Archive for June 28th, 2008

Dave on BUGS and Poise

There is a facet of poise (that Robert Whitaker excels at) that is of critical importance, and that is noticing what others do not.There are other facets of poise (excellent performance under pressure) that can be taught, but only with hard training supplemented by real world experience. This is the focus of America’s elite combat teams such as the Navy Seals.

Also, any fire fighter who has not learned poise is going to end up getting burnt. And any police officer that has not learned poise is going to end up involved in unnecessary violence.

But the core of poise, the real essence of it, is noticing what others do not.

It is a special kind of capability that focuses on mental and visual acuity and it goes beyond racial politics and its effective response. Instead, it is almost a “marital art”.

For what is Asia’s absurd obsession with badges of status other than a form of ignorance masking a society in a low state of development and a people who lack poise?

And what is Political Correctness, if it is not that very same ignorance and low state of development?

No one ever tells our school children that being intelligent is a requirement, not an elective, and it is a requirement not of the academic credit granting authority, but of the larger nature surrounding us, a nature that punishes ignorance and stupidity without fail and without mercy.

Learning this special kind of poise is what BUGS is all about, and focusing on it will furnish white nationalism its competitive advantage.

• _Set of tasks_
**1.** In the post on poise, what is named as the core, the real essence, of poise?
**2.** Output everything in the post on poise from "It is a special" down to "its competitive advantage.".
The lines that come next are from a separate source, unrelated to the post on poise.

• _Data entries_

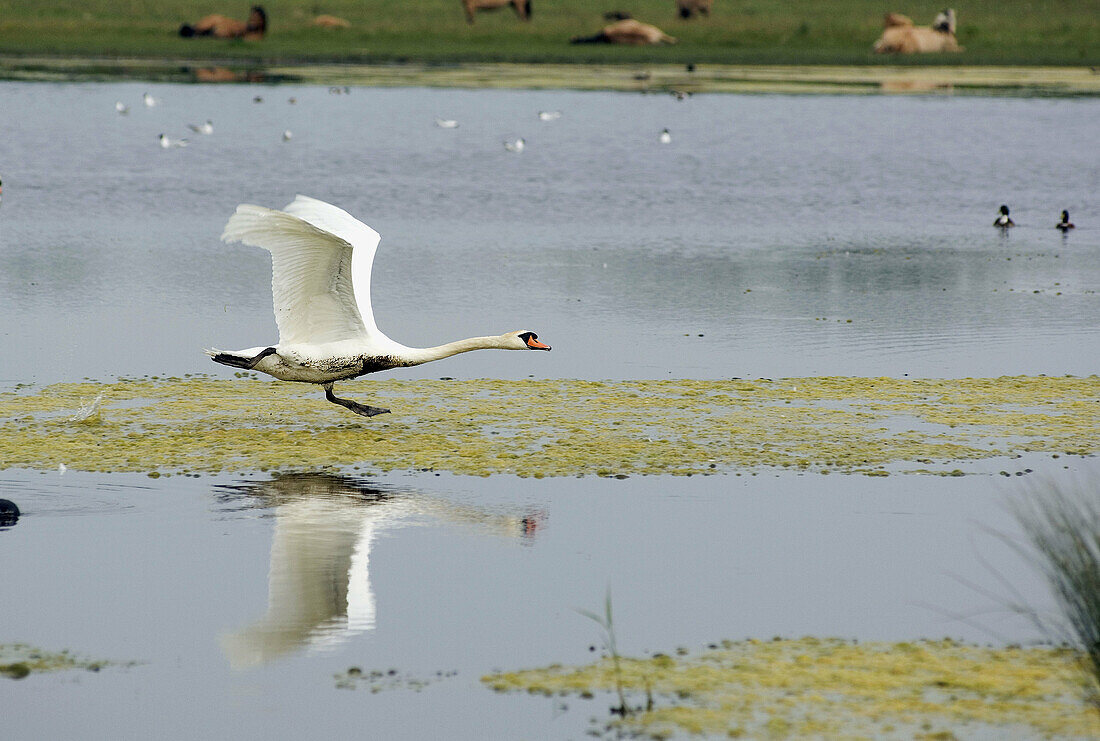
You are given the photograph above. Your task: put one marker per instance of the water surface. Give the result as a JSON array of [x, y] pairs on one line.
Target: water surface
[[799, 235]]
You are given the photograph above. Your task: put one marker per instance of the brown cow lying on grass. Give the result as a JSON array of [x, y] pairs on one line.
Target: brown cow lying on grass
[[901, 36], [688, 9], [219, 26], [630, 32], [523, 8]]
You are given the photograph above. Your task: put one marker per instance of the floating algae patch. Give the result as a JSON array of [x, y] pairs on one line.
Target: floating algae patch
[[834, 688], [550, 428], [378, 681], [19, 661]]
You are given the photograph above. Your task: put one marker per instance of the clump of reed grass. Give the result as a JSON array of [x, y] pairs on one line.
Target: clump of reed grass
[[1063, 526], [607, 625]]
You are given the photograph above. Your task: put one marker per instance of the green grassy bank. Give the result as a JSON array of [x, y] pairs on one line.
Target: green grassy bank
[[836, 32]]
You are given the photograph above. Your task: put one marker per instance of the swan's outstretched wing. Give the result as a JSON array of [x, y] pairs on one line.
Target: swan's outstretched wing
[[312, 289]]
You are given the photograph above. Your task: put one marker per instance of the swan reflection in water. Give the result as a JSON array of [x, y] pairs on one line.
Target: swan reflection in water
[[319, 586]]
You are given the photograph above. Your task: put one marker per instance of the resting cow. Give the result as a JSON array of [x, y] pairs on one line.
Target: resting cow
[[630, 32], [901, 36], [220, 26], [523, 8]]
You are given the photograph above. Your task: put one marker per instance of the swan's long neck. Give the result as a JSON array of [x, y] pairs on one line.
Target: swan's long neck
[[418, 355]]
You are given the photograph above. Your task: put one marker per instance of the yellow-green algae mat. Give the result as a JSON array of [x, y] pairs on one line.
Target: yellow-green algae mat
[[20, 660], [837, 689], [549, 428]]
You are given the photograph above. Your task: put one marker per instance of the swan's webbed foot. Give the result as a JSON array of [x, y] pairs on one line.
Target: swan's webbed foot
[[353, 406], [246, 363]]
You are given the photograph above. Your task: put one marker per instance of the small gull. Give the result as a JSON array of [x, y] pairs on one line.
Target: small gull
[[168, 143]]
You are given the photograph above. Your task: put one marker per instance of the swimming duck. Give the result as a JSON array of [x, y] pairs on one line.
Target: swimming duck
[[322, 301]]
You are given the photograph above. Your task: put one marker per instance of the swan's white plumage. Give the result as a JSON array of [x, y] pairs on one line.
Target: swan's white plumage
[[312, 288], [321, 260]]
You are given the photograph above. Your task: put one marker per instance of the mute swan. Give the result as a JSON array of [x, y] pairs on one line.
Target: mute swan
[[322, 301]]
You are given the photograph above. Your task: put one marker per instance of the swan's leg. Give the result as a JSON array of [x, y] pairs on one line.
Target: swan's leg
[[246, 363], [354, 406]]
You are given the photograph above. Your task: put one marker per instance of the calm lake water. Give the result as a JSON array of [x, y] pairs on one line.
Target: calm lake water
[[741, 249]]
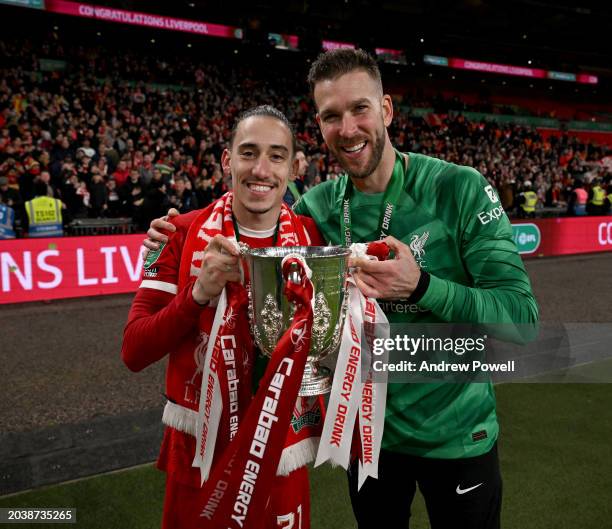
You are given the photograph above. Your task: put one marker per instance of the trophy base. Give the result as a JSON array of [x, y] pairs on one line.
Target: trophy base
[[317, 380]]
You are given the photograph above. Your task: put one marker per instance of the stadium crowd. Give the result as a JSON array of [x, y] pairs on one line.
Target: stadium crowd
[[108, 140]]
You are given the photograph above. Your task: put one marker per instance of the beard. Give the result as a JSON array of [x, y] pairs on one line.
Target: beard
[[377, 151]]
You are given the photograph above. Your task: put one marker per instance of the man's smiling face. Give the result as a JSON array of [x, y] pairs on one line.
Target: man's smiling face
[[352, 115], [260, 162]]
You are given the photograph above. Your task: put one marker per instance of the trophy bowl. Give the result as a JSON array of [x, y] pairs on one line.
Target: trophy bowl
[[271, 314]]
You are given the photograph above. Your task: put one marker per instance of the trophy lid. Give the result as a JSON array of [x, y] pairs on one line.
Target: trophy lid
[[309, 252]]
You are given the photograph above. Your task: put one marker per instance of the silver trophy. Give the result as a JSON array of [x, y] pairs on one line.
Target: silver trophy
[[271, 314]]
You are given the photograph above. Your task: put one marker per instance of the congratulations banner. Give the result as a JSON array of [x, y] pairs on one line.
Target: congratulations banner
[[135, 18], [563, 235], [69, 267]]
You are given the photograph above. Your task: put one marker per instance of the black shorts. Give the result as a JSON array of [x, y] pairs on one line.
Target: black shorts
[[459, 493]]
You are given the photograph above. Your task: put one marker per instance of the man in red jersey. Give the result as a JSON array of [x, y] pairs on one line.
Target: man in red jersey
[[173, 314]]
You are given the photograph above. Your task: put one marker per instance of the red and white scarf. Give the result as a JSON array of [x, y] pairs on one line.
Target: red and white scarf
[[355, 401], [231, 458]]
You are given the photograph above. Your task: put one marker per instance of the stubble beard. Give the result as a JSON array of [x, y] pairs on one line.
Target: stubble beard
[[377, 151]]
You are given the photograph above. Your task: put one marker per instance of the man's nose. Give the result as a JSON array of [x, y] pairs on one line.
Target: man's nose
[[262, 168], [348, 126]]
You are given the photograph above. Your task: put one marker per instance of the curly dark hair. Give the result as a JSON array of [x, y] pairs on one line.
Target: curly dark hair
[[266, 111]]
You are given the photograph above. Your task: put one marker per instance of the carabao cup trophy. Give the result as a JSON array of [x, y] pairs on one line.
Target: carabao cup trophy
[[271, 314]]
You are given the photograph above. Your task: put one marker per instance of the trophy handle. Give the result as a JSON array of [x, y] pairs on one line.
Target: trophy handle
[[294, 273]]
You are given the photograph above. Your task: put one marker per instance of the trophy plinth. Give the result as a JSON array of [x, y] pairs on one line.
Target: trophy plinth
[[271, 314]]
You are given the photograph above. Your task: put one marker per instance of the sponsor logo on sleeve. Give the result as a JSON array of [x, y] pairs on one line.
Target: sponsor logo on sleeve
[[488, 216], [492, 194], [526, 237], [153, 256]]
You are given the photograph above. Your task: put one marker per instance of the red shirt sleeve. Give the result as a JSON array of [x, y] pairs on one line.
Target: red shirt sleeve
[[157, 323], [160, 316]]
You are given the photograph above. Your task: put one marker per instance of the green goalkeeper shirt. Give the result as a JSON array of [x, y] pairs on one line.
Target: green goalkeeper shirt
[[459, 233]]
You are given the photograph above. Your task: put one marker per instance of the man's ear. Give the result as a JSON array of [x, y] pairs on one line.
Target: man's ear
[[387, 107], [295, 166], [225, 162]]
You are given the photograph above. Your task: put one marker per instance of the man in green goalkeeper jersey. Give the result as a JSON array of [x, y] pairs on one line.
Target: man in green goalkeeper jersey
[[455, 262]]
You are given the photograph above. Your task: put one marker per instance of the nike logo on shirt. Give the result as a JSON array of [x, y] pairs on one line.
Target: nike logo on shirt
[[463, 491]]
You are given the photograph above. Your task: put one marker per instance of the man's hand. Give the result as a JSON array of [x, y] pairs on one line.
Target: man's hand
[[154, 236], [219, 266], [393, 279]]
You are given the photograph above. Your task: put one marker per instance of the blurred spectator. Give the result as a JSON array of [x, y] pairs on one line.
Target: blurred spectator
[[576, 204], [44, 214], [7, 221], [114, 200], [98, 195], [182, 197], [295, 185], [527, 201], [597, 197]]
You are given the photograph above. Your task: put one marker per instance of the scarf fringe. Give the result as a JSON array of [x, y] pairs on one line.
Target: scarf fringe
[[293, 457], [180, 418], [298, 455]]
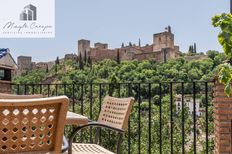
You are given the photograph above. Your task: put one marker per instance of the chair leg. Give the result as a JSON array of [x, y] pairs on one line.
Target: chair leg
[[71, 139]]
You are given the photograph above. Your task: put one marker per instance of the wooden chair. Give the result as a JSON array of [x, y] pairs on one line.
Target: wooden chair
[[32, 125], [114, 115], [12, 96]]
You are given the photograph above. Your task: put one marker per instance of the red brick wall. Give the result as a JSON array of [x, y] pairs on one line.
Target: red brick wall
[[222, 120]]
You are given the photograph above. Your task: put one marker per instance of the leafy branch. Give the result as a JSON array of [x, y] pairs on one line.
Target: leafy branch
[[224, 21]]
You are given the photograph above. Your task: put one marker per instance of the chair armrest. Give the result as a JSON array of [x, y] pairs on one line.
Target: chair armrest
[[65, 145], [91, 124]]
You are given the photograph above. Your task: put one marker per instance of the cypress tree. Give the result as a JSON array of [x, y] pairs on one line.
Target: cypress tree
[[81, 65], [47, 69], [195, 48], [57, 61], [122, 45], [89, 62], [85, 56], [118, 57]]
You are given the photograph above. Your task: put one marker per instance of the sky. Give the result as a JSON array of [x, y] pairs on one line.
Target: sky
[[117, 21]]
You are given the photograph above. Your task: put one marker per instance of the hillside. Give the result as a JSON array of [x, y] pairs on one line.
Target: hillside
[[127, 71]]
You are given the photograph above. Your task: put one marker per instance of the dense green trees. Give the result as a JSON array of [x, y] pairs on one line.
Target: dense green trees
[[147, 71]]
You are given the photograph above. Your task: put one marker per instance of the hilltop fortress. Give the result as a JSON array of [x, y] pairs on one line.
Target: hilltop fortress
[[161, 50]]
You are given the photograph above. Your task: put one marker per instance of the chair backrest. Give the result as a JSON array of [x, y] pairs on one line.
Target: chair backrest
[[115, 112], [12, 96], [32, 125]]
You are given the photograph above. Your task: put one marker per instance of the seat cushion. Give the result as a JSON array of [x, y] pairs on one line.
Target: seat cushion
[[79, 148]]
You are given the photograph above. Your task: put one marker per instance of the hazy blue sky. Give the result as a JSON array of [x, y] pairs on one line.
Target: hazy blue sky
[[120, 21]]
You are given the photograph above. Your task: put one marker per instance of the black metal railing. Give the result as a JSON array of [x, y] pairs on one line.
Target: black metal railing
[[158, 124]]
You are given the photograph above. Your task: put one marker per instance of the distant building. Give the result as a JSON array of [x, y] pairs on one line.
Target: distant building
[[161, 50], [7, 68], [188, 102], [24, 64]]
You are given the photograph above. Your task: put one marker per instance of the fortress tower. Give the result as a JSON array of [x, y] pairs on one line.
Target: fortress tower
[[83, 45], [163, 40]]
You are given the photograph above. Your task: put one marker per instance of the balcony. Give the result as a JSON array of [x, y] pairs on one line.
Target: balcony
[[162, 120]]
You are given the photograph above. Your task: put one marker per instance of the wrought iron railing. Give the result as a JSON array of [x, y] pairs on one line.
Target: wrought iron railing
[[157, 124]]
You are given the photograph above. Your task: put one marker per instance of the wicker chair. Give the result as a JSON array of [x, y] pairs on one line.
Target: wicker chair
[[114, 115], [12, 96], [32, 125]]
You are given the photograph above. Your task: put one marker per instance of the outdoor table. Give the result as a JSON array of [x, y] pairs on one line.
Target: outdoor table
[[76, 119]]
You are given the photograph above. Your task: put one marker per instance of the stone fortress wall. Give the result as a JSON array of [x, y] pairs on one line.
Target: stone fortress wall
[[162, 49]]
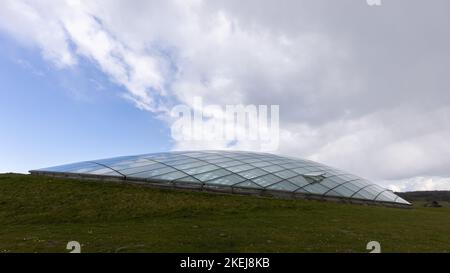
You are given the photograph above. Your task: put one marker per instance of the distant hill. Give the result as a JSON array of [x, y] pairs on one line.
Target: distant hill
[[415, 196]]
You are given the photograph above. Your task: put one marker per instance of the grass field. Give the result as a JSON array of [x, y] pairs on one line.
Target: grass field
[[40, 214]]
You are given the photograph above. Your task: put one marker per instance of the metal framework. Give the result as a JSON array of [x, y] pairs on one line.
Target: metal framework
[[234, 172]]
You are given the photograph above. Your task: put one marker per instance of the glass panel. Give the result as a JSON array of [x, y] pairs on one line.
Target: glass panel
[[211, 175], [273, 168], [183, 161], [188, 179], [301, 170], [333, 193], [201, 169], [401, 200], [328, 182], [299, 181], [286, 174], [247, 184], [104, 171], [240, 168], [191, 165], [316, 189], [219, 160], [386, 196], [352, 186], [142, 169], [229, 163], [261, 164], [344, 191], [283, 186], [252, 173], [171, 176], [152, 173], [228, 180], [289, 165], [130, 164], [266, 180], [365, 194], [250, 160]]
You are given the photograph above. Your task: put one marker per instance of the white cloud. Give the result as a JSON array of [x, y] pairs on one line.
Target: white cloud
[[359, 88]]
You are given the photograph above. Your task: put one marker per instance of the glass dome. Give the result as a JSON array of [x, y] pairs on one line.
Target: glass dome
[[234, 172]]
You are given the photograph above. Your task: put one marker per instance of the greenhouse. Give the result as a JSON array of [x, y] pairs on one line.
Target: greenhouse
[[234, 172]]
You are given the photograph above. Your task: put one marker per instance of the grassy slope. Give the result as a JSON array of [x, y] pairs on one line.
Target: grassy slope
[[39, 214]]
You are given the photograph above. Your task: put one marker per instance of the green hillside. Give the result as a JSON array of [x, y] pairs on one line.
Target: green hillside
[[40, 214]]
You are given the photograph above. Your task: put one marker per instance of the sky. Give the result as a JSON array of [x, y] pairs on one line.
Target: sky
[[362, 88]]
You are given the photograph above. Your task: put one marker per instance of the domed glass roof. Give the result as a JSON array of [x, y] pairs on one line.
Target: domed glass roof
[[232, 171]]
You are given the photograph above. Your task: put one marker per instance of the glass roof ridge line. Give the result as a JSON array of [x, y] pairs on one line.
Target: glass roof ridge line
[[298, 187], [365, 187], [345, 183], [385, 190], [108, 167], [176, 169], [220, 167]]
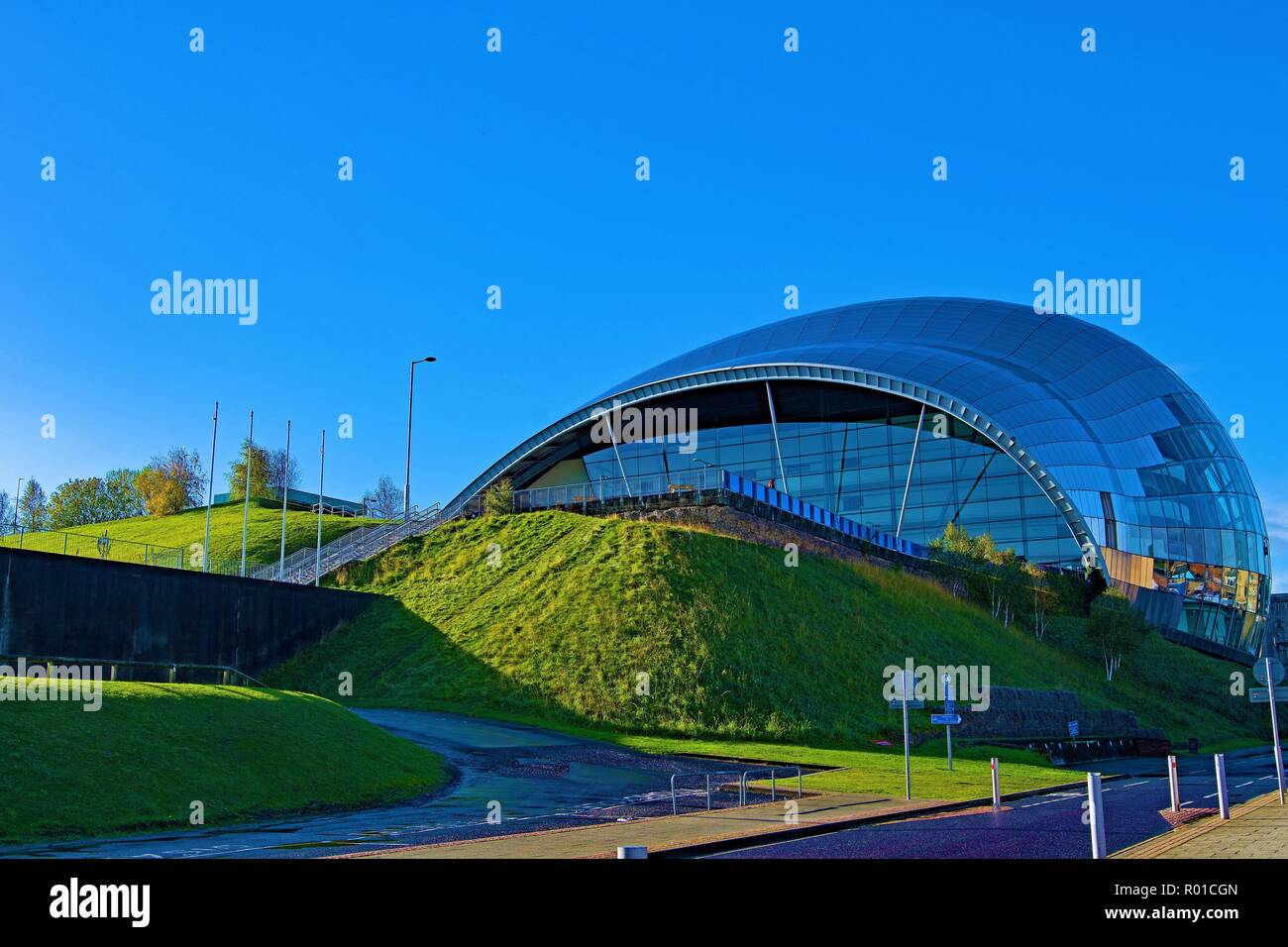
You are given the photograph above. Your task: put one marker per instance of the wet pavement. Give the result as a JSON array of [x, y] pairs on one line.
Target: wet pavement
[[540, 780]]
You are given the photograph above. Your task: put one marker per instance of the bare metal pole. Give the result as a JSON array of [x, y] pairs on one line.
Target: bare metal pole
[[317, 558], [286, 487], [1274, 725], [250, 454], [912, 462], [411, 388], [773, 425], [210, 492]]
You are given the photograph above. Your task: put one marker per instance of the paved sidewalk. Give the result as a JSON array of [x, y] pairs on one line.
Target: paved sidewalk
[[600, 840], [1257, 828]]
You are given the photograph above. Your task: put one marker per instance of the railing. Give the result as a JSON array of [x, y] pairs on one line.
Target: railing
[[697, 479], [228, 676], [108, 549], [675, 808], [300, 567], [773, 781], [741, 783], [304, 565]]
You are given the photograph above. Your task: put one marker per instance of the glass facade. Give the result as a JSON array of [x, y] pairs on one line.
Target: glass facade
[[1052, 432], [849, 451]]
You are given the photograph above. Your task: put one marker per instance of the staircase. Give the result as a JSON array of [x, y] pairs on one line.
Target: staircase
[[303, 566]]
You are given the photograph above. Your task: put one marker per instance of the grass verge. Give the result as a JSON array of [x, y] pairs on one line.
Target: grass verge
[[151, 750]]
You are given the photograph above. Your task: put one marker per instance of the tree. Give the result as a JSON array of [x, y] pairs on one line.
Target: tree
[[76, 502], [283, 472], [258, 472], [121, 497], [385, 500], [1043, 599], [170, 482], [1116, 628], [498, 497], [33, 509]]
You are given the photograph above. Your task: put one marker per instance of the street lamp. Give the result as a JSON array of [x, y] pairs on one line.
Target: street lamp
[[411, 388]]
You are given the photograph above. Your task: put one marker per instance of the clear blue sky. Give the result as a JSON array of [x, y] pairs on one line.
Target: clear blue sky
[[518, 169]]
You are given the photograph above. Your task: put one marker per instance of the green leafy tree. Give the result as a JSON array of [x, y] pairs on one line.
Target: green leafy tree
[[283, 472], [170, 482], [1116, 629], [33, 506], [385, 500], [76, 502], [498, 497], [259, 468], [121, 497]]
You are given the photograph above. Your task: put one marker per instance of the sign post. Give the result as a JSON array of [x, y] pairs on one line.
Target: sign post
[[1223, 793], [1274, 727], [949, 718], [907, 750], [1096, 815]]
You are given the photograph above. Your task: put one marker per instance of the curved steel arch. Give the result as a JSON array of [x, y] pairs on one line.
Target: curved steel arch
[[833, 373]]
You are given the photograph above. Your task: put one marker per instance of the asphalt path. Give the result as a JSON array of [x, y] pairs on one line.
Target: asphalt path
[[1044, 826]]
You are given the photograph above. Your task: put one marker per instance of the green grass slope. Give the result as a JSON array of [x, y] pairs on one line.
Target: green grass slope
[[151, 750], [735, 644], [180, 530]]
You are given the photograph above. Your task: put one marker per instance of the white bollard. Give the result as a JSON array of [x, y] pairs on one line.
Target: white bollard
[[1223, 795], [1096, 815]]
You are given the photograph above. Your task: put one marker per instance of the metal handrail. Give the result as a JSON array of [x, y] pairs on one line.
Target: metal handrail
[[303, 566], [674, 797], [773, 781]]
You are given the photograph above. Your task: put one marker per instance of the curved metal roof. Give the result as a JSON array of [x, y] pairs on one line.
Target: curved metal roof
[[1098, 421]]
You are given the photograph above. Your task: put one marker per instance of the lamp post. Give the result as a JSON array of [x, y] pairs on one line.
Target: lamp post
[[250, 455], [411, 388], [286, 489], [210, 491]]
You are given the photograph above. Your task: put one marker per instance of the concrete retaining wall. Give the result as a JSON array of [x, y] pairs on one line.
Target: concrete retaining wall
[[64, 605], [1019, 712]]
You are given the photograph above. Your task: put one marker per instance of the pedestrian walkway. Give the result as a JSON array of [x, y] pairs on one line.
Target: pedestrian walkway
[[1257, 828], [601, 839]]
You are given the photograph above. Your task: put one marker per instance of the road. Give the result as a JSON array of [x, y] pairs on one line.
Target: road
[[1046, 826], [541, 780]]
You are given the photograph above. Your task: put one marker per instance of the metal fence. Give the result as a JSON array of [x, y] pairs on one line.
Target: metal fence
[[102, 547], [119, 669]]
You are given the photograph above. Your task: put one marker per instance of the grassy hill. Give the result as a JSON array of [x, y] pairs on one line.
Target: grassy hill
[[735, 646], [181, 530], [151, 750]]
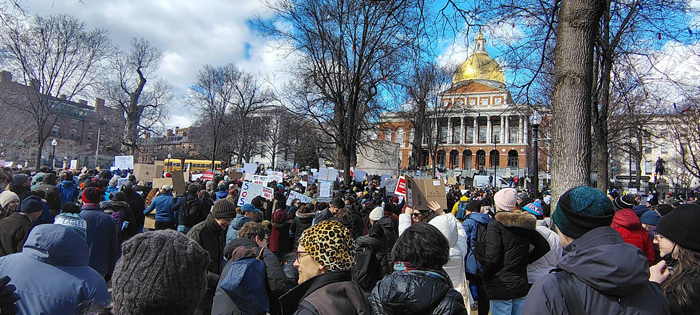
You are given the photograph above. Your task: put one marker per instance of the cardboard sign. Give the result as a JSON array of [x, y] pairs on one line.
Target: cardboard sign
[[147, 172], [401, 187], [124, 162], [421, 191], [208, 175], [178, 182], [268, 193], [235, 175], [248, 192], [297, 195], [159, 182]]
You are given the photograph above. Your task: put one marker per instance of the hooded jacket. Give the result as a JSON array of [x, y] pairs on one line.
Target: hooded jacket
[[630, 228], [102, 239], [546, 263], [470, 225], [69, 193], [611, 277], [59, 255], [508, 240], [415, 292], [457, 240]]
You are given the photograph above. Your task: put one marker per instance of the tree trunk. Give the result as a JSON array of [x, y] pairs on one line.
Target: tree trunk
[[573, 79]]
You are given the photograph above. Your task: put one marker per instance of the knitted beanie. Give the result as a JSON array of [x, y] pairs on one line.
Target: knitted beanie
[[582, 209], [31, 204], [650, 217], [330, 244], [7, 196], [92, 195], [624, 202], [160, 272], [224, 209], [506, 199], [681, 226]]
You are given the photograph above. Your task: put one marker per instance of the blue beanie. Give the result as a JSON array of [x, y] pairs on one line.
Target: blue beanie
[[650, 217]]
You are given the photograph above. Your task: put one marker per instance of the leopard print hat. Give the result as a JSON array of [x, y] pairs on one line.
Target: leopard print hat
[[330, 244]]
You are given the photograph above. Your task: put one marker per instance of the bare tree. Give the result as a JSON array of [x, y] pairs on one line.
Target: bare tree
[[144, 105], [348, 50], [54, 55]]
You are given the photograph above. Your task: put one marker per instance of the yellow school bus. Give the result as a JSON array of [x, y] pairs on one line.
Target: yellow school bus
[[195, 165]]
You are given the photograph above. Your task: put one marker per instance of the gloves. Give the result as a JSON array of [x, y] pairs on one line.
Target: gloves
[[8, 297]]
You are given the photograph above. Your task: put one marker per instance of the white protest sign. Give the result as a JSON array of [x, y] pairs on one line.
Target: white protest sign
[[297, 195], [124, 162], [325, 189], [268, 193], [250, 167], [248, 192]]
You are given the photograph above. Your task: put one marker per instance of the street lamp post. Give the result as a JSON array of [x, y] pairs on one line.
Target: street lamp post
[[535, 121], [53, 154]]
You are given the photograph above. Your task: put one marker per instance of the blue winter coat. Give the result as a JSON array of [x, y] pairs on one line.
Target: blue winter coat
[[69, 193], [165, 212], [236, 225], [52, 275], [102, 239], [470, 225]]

• _Responses_
**1.** Noticing what others do not.

**2.**
It is a special kind of capability that focuses on mental and visual acuity and it goes beyond racial politics and its effective response. Instead, it is almost a “marital art”.

For what is Asia’s absurd obsession with badges of status other than a form of ignorance masking a society in a low state of development and a people who lack poise?

And what is Political Correctness, if it is not that very same ignorance and low state of development?

No one ever tells our school children that being intelligent is a requirement, not an elective, and it is a requirement not of the academic credit granting authority, but of the larger nature surrounding us, a nature that punishes ignorance and stupidity without fail and without mercy.

Learning this special kind of poise is what BUGS is all about, and focusing on it will furnish white nationalism its competitive advantage.